[Records to process]
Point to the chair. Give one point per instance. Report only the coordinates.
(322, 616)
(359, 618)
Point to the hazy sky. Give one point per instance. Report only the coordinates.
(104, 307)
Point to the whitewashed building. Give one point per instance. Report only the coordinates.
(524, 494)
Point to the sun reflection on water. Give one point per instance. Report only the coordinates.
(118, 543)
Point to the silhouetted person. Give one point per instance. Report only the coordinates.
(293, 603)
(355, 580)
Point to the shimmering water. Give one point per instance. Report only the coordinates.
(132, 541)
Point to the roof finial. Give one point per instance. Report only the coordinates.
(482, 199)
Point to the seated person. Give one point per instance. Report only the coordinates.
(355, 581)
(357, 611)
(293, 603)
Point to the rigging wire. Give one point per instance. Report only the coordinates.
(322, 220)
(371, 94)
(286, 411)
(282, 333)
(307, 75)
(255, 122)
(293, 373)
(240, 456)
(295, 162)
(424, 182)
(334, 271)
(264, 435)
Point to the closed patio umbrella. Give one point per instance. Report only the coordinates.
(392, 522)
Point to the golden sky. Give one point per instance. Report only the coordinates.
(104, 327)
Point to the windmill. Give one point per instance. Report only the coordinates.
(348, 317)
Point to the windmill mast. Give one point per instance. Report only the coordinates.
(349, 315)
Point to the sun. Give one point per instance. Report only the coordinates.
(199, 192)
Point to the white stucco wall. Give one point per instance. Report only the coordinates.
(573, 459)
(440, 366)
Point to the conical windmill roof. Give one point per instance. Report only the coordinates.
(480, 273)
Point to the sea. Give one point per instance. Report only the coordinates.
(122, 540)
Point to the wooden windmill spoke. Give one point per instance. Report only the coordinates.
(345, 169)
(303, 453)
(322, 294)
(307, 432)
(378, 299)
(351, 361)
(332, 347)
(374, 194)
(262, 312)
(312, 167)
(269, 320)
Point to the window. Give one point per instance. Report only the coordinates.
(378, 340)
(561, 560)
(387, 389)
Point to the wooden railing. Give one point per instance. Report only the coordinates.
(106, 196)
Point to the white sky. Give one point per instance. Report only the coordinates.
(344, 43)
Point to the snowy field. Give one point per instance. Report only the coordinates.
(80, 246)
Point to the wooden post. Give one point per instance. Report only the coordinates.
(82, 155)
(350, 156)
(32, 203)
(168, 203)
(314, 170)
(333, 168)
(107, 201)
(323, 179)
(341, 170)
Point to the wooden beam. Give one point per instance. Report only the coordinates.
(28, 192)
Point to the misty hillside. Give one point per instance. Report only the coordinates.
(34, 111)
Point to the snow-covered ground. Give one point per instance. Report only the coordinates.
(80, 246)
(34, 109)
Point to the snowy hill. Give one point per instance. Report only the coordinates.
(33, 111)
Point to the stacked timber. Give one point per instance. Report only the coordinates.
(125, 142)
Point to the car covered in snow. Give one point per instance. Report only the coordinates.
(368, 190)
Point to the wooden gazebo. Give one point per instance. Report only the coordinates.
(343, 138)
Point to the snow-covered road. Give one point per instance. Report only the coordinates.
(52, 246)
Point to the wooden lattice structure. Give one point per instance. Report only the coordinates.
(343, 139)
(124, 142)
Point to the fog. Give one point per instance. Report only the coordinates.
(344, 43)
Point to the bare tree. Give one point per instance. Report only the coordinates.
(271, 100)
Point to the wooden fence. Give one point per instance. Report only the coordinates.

[Task brief] Make an exact copy of the data above.

[Task answer]
Point to the chair. Give one point per instance. Report only the coordinates.
(322, 616)
(359, 618)
Point to the hazy sky. Give one point per instance. Report only the coordinates.
(104, 307)
Point to the whitewashed building. Give one point per instance. Report only the coordinates.
(524, 494)
Point to the sun reflection on water. Give one point per instance. Report only the coordinates.
(118, 543)
Point to the silhouetted person. Give one point per instance. Report only the coordinates.
(293, 603)
(355, 580)
Point to the shimmering water. Give one point per instance. Report only the coordinates.
(132, 541)
Point to the roof finial. Give one point per instance. Report only the coordinates.
(482, 199)
Point to the seated person. Give one point per instance. Report only the coordinates.
(355, 581)
(357, 611)
(293, 603)
Point to the rigging wire. Give one point per instance. Report only the coordinates.
(322, 220)
(371, 94)
(286, 411)
(282, 333)
(307, 75)
(255, 122)
(293, 373)
(240, 456)
(295, 162)
(424, 182)
(334, 271)
(264, 435)
Point to the closed patio umbrella. Give one point per instance. Report only the coordinates.
(392, 522)
Point to the golden sky. Give one point per instance. Report only the coordinates.
(104, 327)
Point to the windmill. Give one point per instance. Report only the coordinates.
(348, 317)
Point to the windmill mast. Give one point per instance. Report only the coordinates.
(349, 315)
Point to the sun. Give one point per instance. Report only the coordinates.
(199, 192)
Point to the white stucco wall. Give one point per instance. Report only the coordinates.
(573, 459)
(440, 366)
Point to the conical windmill roof. Give one point per instance. Report only the coordinates.
(480, 273)
Point to the sea. Give one point per instance. Report only the coordinates.
(122, 540)
Point to the wooden windmill spoke. Give one point per instance. Report only the coordinates.
(345, 169)
(303, 453)
(322, 294)
(307, 432)
(378, 299)
(351, 361)
(332, 347)
(374, 194)
(262, 312)
(312, 167)
(269, 320)
Point to the window. Give one point per instance. Report only the coordinates.
(378, 340)
(561, 560)
(387, 389)
Point to the wooden railing. Give one point per instance. Report only the coordinates.
(106, 196)
Point to the white sky. Give one point per instance. Report only the coordinates.
(344, 43)
Point to the snowy field. Give one point per instance. Report only the coordinates.
(80, 246)
Point to the wooden post. Give one point per instance. Report only the coordinates.
(82, 155)
(350, 156)
(32, 203)
(168, 203)
(314, 170)
(333, 168)
(107, 201)
(323, 179)
(341, 170)
Point to the wooden beam. Give one point per instance. Report only the coordinates.
(28, 192)
Point to the misty hillside. Give one point per instance. Report only the coordinates.
(34, 111)
Point to the snow-covered ground. Give one point per instance. Report only the coordinates.
(80, 246)
(34, 109)
Point to the snowy hill. Give one point per instance. Report only the coordinates.
(33, 111)
Point to the stacked timber. Give one point per instance. Report only the coordinates.
(125, 142)
Point to the car covered in snow. Give one point per instance. Report only the coordinates.
(368, 190)
Point to the wooden gazebo. Give one point per instance. Report only the coordinates.
(343, 138)
Point to the snow-covered road. Give one point per instance. Report only the coordinates.
(52, 246)
Point to the wooden lattice structure. Give one point per instance. Report only the coordinates.
(343, 139)
(124, 142)
Point to the fog. Give one point per instance. Report only the coordinates.
(344, 43)
Point to the bare tree. Give one point per instance. Report only the coordinates.
(271, 100)
Point to the wooden fence. Give one point per instance. Report only the coordinates.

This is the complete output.